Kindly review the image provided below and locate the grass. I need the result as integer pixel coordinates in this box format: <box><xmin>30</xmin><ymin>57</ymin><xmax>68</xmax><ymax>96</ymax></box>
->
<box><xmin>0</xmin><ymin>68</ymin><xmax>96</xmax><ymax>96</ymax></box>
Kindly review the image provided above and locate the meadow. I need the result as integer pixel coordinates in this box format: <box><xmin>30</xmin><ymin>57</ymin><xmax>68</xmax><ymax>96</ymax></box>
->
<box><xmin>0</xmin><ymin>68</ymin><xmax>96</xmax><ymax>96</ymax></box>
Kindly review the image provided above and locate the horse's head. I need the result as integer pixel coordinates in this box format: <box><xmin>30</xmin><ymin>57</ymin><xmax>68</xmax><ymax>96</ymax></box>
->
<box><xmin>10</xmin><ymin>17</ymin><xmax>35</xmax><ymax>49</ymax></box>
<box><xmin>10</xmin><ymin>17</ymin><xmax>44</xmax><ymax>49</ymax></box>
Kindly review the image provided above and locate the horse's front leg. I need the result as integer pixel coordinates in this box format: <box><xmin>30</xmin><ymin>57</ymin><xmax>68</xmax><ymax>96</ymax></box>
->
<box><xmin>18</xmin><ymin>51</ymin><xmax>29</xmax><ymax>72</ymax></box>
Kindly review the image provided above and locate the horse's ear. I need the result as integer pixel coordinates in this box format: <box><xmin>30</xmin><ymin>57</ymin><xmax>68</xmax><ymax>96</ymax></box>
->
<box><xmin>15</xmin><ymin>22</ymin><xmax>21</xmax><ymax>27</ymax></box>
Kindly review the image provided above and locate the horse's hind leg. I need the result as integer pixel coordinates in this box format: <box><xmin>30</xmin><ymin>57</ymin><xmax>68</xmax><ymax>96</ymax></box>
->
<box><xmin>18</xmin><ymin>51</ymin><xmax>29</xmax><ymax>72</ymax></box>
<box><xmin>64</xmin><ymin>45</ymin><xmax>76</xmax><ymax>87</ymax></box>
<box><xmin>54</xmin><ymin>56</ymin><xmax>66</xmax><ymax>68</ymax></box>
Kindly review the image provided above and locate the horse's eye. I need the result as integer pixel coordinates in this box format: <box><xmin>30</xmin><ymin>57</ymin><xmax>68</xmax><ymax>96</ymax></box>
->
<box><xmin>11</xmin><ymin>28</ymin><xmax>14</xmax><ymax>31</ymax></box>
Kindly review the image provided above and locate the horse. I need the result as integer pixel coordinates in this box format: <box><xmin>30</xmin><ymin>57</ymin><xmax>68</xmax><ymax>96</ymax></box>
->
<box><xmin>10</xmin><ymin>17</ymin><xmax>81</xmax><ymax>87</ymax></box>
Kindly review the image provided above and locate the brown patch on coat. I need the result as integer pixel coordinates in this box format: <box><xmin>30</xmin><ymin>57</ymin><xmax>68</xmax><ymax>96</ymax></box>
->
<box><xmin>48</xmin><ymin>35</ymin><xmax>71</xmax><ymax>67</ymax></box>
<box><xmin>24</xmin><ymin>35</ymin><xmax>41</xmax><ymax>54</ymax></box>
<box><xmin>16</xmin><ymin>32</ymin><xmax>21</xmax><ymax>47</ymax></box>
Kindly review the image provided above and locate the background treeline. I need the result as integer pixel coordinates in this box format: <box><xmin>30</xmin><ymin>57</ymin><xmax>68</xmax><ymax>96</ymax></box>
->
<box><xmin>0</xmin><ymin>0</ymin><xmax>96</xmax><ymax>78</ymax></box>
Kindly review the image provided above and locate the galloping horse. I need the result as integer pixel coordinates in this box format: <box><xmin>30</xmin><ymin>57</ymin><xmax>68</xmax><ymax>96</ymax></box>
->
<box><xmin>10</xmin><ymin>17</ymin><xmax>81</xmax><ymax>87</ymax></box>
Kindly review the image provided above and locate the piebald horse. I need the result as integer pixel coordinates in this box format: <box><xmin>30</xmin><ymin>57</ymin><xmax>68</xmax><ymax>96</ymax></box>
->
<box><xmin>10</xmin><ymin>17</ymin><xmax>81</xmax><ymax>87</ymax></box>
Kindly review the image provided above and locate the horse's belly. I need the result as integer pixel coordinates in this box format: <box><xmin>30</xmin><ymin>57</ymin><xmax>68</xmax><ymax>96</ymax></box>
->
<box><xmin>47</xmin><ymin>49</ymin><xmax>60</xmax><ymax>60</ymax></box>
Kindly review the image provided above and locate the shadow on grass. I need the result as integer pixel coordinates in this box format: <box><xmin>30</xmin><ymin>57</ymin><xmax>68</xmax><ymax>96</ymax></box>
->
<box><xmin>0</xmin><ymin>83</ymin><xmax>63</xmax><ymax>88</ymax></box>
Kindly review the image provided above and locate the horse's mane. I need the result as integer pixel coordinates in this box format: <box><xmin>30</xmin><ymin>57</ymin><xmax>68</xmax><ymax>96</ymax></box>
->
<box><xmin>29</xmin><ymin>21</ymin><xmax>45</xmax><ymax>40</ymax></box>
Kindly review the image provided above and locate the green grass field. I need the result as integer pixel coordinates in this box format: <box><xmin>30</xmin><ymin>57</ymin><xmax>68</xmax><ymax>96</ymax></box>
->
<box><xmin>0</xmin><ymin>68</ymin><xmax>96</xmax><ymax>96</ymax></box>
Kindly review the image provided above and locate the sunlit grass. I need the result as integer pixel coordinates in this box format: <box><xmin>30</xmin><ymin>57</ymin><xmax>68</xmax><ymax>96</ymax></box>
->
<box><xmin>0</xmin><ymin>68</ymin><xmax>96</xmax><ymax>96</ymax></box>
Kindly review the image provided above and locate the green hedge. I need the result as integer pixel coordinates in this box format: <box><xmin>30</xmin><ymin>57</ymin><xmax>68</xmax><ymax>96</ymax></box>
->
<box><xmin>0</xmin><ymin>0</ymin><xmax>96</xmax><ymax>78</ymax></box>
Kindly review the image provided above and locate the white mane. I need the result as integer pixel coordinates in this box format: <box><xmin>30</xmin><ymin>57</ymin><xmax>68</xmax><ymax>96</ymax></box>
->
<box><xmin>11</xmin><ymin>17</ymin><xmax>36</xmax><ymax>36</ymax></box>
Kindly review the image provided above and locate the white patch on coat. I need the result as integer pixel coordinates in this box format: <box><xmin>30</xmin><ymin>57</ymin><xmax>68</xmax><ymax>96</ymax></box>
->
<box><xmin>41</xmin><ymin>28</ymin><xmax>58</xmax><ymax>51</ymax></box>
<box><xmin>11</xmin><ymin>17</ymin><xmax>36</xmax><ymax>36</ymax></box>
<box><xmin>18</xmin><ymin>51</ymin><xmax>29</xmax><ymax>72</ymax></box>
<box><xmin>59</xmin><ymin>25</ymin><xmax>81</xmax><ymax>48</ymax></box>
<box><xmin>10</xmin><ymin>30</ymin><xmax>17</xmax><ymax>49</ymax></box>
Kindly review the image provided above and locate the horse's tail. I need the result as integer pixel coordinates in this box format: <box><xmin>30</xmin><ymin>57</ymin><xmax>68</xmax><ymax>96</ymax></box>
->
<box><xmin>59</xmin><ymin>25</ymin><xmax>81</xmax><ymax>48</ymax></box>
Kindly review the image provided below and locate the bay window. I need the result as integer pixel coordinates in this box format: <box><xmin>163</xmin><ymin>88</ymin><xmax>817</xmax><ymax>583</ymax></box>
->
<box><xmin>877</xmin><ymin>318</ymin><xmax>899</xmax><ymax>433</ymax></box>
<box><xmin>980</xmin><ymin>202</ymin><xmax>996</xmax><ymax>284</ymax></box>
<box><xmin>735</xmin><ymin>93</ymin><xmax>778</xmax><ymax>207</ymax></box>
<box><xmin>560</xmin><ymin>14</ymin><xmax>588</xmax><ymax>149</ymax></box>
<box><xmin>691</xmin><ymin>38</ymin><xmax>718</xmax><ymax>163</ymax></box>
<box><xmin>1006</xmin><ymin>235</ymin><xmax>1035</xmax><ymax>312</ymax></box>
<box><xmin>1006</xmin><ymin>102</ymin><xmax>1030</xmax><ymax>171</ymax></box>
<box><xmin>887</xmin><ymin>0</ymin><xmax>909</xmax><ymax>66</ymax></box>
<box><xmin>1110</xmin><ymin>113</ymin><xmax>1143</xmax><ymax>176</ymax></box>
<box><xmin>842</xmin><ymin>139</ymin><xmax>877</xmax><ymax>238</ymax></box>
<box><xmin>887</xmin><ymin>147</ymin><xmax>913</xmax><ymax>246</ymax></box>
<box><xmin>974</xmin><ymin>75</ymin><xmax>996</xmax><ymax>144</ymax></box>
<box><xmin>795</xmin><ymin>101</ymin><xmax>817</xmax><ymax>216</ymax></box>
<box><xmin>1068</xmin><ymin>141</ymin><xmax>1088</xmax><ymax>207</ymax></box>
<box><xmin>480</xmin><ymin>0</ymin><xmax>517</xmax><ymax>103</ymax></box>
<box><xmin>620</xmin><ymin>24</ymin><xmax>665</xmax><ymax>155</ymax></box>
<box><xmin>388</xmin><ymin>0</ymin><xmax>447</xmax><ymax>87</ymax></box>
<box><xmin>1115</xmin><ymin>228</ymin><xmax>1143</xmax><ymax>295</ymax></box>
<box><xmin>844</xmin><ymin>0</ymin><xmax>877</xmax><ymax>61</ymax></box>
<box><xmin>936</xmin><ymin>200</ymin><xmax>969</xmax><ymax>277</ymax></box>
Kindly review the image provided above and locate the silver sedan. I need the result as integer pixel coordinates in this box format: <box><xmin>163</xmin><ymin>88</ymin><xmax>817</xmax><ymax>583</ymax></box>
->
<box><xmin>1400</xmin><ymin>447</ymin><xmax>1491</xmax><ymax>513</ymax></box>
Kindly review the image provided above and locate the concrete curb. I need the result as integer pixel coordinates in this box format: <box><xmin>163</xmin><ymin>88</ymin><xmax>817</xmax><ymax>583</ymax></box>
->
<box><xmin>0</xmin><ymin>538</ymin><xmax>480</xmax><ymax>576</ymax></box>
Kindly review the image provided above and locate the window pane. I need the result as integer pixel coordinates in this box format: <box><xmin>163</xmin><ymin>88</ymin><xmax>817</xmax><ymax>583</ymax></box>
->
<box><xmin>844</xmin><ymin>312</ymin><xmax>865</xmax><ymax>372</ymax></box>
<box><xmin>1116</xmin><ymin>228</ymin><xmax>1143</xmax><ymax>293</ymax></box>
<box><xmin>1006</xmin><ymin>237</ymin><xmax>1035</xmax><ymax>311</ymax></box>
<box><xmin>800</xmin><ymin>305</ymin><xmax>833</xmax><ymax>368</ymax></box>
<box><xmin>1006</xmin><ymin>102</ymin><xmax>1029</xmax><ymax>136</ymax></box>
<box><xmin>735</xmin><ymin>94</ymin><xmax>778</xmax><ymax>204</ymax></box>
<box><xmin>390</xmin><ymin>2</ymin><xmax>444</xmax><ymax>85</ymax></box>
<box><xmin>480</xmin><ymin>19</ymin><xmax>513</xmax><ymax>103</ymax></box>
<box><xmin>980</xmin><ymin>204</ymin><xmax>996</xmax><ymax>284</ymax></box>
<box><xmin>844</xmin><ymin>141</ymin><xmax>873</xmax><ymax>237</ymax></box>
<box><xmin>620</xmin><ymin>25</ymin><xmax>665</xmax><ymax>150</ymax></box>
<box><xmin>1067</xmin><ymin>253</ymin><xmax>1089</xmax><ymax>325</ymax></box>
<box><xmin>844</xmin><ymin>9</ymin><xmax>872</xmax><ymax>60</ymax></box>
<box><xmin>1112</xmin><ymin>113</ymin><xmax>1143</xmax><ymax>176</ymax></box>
**********
AIM OF THE EXERCISE
Begin with the line that contains "Kindly review the image provided above and locate the silver" and end with the last line of the records; set down every line in that span exactly, and nothing else.

REPLY TO THE EXERCISE
Kindly review the image provided above and locate the silver sedan. I need the result as integer pixel coordinates in this box format: <box><xmin>163</xmin><ymin>88</ymin><xmax>817</xmax><ymax>583</ymax></box>
->
<box><xmin>1400</xmin><ymin>447</ymin><xmax>1491</xmax><ymax>513</ymax></box>
Kindly review the image provided above and locate the concrete curb. I need the result as integer pixel coordinates in this box format: <box><xmin>163</xmin><ymin>88</ymin><xmax>817</xmax><ymax>583</ymax></box>
->
<box><xmin>0</xmin><ymin>538</ymin><xmax>480</xmax><ymax>576</ymax></box>
Kindly review the image provided above and locate the window pane. I need the result as integer pixel coordinates in this box format: <box><xmin>163</xmin><ymin>88</ymin><xmax>817</xmax><ymax>583</ymax></box>
->
<box><xmin>844</xmin><ymin>312</ymin><xmax>865</xmax><ymax>372</ymax></box>
<box><xmin>1116</xmin><ymin>228</ymin><xmax>1143</xmax><ymax>293</ymax></box>
<box><xmin>1006</xmin><ymin>237</ymin><xmax>1035</xmax><ymax>311</ymax></box>
<box><xmin>800</xmin><ymin>305</ymin><xmax>833</xmax><ymax>368</ymax></box>
<box><xmin>1006</xmin><ymin>102</ymin><xmax>1029</xmax><ymax>136</ymax></box>
<box><xmin>735</xmin><ymin>94</ymin><xmax>778</xmax><ymax>204</ymax></box>
<box><xmin>390</xmin><ymin>2</ymin><xmax>444</xmax><ymax>85</ymax></box>
<box><xmin>480</xmin><ymin>19</ymin><xmax>513</xmax><ymax>103</ymax></box>
<box><xmin>980</xmin><ymin>204</ymin><xmax>996</xmax><ymax>284</ymax></box>
<box><xmin>844</xmin><ymin>141</ymin><xmax>873</xmax><ymax>237</ymax></box>
<box><xmin>620</xmin><ymin>25</ymin><xmax>665</xmax><ymax>150</ymax></box>
<box><xmin>1067</xmin><ymin>253</ymin><xmax>1089</xmax><ymax>325</ymax></box>
<box><xmin>844</xmin><ymin>9</ymin><xmax>872</xmax><ymax>60</ymax></box>
<box><xmin>1112</xmin><ymin>113</ymin><xmax>1143</xmax><ymax>176</ymax></box>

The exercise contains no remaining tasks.